■ **GIVEN INSTRUCTION**: Pick up the mailing-list reply about modularizing C1 GC barriers after its last sentence and keep writing it.

--- Start GIVEN TEXT ---

RFR: 8201543: Modularize C1 GC barriers

Mon Apr 23 21:34:08 UTC 2018

Hi Roman,

On 2018-04-23 22:32, Roman Kennke wrote:
> I've taken a cursory look at it. I like the way it looks :-) Thank so
> *SO MUCH* for this work!

I'm glad you like it.

> - At first I was confused about the additional indirection of LIRAccess.
> But it looks like this is mostly/completely hidden from the actual
> consumer of the API, which would call, e.g. access_load_at() ?

Yes indeed. This is only a wrapper object for the shared state of all 
accesses, to reduce boiler plate code when passing around the same 
famous suspects all over the backends. But the caller does not need to 
know about them.

> - At the same time, do you think the resolve_address() provides a place
> for GC like Shenandoah that needs to resolve the base object and insert
> a read/write-barrier and *then* resolve the barrier(base)+offset? If
> this is the intention, may I request to somehow carry over the
> information whether or not the address is intended for read or write?
> Because we need insert different barriers on reads vs writes. Maybe this
> can be added in the decorators?

Yes that was my intention indeed. I added in a C1_WRITE_ACCESS and 
C1_READ_ACCESS decorator for your convenience. Loads have 
C1_READ_ACCESS, stores have C1_WRITE_ACCESS, and atomics have both.

--- End GIVEN TEXT ---
--- Start DATA LINES ---

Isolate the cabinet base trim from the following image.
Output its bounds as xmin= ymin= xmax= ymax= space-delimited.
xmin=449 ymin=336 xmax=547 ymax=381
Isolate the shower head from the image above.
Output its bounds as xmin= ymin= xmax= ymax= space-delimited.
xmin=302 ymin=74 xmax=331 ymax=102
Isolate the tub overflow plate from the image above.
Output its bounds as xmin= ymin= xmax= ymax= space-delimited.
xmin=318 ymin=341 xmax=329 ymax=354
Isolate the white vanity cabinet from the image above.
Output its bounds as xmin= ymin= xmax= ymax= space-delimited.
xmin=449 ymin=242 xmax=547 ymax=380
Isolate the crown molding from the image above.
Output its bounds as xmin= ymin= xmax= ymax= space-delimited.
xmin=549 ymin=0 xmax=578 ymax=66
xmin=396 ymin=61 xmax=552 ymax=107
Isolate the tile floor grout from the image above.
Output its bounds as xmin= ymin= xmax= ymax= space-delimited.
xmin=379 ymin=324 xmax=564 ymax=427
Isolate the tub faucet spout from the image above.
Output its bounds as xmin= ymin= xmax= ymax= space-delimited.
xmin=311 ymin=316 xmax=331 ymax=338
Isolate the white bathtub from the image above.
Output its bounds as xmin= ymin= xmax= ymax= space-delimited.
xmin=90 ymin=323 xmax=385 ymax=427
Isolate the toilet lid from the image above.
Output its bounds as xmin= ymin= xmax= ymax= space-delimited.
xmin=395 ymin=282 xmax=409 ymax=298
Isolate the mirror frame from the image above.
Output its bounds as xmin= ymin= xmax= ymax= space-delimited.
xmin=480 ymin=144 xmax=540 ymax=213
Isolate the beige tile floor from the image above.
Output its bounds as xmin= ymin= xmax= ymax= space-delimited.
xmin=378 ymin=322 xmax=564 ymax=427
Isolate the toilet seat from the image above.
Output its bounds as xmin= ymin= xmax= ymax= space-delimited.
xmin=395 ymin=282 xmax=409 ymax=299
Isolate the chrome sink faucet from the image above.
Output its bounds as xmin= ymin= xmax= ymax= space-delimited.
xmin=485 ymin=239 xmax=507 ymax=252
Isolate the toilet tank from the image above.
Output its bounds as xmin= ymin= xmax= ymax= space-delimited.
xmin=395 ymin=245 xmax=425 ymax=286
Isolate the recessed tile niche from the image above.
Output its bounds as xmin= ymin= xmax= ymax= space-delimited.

--- End DATA LINES ---

■ **TASK ANSWER**:
Full webrev:
http://cr.openjdk.java.net/~eosterlund/8201543/webrev.02/

Incremental webrev:
http://cr.openjdk.java.net/~eosterlund/8201543/webrev.01_02/

It's a good place for ModRef to check whether resolving to a register is 
needed or not too (only required for accesses with write barriers).

> - Or is the intention to resolve the base object on the actual
> load_at_resolved() etc entry points? As far as I can tell this would be
> difficult because we don't get to see the base object anymore?

I think it's best done in resolve. But note that you get the access 
wrapper in the resolved paths, and it retains the base pointer if you 
need it.

> - Thinking forward a little bit... Shenandoah is going to need some
> resolve-hooks in a couple of places that are not practical to handle via
> load/store style access calls. For example in monitorenter/exit code we
> need to insert a write-barrier on the object to be synchronized on. Will
> this be possible/practical to do via resolve_address()?

I think we should probably add a public resolve barrier for that purpose.

> - Does it already handle primitive accesses? From the looks of it, I'd
> say yes. That'd be nice.

The backends should be ready for it. But I think I will leave the 
exercise of finding the callsites to you, as you have spent more time 
finding where they are needed.

> The rest of it looks nice from afar, but I haven't really looked deeper
> yet. I will poke around some more and probably will have more questions...

Okay!

Thanks for having a look at these changes.

/Erik

> Thanks again!
> Cheers, Roman
>
>
>> Hi everyone,
>>
>> I sat down with Rickard and Per at the office to have a look at this,
>> and have built a new webrev based on their feedback.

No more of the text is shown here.